In the material below, identify each line containing the word "canopy" and copy those lines.

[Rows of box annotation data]

┏━━

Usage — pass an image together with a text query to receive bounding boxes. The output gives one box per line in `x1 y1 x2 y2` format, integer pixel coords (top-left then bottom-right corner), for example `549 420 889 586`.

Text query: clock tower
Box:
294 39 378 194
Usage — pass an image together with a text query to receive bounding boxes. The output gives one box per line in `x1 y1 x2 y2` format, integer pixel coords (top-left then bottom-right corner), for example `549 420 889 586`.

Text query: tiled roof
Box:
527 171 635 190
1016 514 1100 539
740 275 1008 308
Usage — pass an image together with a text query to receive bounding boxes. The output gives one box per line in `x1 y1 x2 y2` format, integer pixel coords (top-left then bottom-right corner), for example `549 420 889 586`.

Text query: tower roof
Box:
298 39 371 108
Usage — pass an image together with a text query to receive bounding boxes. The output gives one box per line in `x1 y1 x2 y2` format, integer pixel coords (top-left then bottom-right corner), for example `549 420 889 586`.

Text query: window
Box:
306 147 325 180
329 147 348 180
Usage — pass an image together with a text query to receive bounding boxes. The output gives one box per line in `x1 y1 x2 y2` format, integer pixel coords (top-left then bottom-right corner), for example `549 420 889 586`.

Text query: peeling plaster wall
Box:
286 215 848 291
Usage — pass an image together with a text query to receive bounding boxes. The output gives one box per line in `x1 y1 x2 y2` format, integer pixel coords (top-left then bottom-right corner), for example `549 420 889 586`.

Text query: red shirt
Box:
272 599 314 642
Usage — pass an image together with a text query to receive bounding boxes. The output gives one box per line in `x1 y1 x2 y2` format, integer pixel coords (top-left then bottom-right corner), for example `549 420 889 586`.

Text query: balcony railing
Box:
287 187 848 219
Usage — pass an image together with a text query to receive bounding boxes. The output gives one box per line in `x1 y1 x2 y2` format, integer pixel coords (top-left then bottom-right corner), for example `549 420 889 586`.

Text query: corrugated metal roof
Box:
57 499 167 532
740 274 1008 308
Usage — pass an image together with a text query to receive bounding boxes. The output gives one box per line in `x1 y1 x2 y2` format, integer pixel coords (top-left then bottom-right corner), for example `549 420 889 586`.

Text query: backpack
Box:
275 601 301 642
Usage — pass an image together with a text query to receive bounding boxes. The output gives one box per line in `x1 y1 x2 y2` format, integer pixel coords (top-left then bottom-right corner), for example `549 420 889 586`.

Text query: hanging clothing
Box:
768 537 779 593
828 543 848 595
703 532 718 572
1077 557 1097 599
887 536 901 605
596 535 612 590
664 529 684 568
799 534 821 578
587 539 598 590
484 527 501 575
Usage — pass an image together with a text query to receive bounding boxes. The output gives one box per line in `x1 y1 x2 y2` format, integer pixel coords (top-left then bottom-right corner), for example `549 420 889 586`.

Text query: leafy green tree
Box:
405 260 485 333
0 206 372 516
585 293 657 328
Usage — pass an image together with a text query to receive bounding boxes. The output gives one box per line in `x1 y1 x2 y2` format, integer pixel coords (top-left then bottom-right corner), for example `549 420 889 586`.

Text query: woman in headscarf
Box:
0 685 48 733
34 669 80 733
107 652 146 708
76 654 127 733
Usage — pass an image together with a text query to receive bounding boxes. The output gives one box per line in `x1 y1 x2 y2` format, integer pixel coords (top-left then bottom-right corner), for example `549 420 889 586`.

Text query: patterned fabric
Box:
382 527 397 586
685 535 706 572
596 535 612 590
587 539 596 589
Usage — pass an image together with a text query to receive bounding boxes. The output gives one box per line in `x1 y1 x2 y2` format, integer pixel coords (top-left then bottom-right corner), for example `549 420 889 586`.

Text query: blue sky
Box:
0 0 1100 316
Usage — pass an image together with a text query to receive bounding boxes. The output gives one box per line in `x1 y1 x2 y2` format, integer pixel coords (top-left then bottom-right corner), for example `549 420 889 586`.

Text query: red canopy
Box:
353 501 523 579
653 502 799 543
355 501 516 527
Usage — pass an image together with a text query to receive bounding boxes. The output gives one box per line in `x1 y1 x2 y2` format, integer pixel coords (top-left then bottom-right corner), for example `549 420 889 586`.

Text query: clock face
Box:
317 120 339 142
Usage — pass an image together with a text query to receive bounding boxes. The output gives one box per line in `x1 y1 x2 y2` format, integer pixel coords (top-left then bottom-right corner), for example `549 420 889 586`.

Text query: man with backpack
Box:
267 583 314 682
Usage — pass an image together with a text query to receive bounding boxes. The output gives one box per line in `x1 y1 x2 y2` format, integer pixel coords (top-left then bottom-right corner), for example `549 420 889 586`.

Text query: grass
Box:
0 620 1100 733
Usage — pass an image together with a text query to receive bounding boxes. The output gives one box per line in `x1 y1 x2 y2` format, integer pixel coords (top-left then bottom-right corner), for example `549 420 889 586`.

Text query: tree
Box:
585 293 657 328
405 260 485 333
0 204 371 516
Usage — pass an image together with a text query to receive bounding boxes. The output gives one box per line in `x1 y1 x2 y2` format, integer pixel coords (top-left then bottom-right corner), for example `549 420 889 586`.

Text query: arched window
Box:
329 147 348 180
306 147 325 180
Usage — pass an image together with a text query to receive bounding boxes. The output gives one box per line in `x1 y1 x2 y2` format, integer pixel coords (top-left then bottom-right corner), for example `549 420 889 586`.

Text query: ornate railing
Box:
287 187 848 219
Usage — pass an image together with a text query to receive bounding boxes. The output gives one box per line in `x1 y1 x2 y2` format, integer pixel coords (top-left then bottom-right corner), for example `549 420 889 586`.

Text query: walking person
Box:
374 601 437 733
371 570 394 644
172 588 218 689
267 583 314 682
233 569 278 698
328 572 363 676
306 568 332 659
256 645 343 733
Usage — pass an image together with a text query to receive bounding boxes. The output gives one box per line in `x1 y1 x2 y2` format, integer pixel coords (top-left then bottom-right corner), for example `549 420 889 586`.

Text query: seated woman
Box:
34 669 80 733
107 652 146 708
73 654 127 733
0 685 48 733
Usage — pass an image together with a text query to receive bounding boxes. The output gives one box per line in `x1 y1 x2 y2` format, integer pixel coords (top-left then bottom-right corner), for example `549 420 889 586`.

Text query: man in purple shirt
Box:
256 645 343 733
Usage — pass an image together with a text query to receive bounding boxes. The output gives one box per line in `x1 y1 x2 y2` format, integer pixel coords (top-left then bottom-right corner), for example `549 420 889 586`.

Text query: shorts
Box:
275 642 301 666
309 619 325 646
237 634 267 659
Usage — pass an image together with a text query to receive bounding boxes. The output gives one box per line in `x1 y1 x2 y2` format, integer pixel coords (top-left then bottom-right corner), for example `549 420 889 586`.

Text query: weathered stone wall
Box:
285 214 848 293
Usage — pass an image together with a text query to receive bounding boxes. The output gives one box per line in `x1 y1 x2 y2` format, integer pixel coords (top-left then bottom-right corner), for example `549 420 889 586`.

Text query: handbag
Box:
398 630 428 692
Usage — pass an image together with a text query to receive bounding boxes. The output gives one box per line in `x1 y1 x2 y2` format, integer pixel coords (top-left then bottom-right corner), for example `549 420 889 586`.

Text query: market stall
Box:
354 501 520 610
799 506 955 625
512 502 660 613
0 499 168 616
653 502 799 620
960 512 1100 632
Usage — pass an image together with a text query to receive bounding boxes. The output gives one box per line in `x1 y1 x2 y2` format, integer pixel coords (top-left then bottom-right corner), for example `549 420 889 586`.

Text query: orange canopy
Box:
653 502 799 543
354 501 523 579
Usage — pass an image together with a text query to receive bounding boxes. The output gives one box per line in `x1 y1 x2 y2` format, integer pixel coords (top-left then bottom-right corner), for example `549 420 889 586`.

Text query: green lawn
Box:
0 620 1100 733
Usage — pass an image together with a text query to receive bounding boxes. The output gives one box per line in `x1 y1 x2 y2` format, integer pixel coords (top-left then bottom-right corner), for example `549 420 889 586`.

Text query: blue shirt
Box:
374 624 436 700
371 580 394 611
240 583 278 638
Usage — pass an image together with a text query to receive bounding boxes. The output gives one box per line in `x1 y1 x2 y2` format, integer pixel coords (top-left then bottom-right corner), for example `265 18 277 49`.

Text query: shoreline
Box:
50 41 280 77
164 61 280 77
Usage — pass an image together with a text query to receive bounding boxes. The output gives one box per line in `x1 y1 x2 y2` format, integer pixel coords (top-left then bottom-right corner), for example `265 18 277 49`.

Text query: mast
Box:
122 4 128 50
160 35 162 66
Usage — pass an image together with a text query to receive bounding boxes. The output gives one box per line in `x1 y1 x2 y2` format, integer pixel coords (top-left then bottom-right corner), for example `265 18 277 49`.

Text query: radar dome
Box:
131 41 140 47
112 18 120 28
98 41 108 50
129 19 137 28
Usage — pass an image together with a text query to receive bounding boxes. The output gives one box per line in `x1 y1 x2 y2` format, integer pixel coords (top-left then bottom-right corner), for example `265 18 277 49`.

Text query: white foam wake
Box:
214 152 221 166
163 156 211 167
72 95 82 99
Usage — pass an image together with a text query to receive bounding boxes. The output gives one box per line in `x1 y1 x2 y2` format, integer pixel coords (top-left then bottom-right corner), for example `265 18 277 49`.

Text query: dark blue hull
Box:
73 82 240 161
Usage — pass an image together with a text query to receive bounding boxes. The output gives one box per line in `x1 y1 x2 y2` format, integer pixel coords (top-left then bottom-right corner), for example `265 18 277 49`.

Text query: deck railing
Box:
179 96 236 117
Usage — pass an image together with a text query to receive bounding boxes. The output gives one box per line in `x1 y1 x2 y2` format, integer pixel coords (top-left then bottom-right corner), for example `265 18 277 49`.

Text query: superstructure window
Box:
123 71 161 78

┗━━

— Written reply —
Text query: red canopy
Text query: orange canopy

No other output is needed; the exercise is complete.